REQUIREMENTS
Rescale the data starting at the line that contains "[indicate] the crowd" and ending at the last line of the data, both included. Give those lines again, requests too, with every coordinate in the answers multiplied by 0.25 and rounded to a whole number, halves up.

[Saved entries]
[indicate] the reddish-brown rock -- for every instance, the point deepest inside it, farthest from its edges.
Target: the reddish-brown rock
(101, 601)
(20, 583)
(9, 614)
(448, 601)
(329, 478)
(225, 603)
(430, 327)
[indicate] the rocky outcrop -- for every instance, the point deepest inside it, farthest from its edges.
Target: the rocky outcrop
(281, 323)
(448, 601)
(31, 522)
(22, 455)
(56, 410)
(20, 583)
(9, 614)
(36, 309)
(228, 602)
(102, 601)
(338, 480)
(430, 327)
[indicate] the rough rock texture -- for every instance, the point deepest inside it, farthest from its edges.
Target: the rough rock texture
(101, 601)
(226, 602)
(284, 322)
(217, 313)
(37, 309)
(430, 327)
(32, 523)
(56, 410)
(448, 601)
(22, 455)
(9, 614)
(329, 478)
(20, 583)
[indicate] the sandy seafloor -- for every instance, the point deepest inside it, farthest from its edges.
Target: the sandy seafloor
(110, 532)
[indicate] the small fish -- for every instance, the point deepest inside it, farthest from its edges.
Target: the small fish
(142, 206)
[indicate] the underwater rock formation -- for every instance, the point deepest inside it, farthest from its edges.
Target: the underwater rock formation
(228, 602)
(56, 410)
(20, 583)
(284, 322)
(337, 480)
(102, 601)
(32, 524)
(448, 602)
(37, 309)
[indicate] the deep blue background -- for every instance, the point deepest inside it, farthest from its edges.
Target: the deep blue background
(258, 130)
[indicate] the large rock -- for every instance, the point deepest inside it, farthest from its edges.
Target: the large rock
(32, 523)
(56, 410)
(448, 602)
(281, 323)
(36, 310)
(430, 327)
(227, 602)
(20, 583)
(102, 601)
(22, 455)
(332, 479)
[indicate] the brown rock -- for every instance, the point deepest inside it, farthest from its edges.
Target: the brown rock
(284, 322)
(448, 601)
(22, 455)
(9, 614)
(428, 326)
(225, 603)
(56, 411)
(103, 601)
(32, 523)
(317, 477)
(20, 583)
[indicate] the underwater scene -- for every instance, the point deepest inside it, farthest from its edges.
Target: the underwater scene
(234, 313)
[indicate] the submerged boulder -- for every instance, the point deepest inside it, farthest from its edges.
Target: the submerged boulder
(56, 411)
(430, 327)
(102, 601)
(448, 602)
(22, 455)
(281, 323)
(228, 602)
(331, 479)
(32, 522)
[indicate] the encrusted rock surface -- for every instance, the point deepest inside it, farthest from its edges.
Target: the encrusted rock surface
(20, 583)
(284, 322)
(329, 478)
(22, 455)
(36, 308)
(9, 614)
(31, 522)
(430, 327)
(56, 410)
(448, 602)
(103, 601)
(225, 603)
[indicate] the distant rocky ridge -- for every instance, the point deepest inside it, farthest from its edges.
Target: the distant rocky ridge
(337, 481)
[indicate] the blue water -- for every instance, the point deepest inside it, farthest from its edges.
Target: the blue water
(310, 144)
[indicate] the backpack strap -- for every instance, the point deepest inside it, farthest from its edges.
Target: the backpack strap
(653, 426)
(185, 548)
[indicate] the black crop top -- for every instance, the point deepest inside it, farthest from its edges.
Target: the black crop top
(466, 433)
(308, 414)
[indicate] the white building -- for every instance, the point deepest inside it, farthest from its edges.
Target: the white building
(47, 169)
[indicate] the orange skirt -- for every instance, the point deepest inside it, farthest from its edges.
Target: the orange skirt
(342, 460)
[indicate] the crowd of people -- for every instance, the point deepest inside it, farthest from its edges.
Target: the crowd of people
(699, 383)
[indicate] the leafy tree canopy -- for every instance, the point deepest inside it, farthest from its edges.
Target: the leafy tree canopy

EXERCISE RESPONSE
[indicate] the crowd of people -- for every instance, the point deepest inside it, farthest from its edges.
Target: the crowd of people
(175, 96)
[indicate] the leafy tree canopy -- for every instance, the point deepest inside it, farthest from its edges.
Target: the leafy tree canopy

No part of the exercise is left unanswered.